◆ **What this task involves**
Starting at the line that contains "For the scouting record, return for every instance of the bare", copy each line through the final one exactly as written.

◆ **Labeled-object pointing entries**
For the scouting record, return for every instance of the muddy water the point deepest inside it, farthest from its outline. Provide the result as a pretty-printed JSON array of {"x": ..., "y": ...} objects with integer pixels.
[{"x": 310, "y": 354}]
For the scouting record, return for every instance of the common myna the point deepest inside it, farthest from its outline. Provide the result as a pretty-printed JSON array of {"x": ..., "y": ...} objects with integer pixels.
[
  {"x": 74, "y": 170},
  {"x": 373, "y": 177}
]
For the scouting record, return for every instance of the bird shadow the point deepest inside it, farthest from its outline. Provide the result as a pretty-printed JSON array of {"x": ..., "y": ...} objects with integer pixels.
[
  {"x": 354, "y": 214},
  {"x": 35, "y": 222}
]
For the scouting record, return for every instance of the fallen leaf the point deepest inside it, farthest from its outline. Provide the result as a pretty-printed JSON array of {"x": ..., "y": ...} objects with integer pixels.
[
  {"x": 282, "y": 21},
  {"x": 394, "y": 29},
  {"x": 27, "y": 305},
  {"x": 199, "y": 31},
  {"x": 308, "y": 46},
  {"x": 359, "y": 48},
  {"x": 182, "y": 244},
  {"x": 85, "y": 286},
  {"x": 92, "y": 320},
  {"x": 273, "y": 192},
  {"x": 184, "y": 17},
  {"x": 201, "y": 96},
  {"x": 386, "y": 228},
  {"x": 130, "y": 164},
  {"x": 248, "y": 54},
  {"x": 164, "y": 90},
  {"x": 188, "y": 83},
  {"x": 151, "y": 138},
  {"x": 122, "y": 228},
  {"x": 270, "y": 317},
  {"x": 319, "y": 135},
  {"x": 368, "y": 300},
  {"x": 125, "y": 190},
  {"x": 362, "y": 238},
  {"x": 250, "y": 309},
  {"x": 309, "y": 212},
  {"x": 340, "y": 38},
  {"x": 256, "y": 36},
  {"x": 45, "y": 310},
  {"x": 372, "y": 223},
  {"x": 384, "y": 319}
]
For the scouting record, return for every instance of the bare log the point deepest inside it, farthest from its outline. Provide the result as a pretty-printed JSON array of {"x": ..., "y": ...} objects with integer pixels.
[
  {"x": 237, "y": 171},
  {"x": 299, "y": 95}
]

◆ **Result below**
For the scouting record, return for every instance of the bare log the point deepest inside it, farthest from its outline. Provide the result as a pretty-printed JSON array of {"x": ..., "y": ...} objects with integer pixels.
[
  {"x": 237, "y": 171},
  {"x": 299, "y": 95}
]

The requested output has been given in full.